━━ Source excerpt
Mohammed Rafique (born 26 March 1991), is an Indian footballer who plays as a midfielder for Chennaiyin in the Indian Super League.

Club career

Prayag United
After spending his youth years at Tollygunge Agragami, Rafique joined Prayag United in 2010 and would go on to play 6 senior games in his debut season, scoring once against Chirag United Kerala. Rafique played five games during the 2011-12 I-League season, his second at senior level for Prayag. Rafique established himself as a regular in the centre of midfield in his final two seasons at United SC.

East Bengal
Rafique signed for East Bengal in May 2014 on a two-year deal  and was loaned out to Atlético de Kolkata for the 2014 Indian Super League. Rafique scored the title winning goal in the 90th minute from a corner in the final.

Rafique returned to parent club East Bengal for the 2014-15 I-League season, making his debut for the team in the 2014-15 Federation Cup.

International career
Rafique made his debut for the India national football team against Laos on 2 June 2016 at the Asian Cup Qualifiers. He scored his first national team goal against Laos on 7 June 2016 in the 85th minute of the match.
━━━━
- **Task instructions**:
Please answer these questions using the text on Mohammed Rafique above:
1. Which club did he join in 2010?
2. In what minute of the final did he score the title-winning goal for Atlético de Kolkata?
3. Against which team did he make his debut for the India national football team?
The lines that come next are separate material and have nothing to do with the text on the footballer above.
━━ Raw data
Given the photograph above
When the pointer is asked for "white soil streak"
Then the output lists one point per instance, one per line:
━━━━
- **Solved exercise**:
1. Prayag United
2. The 90th minute
3. Laos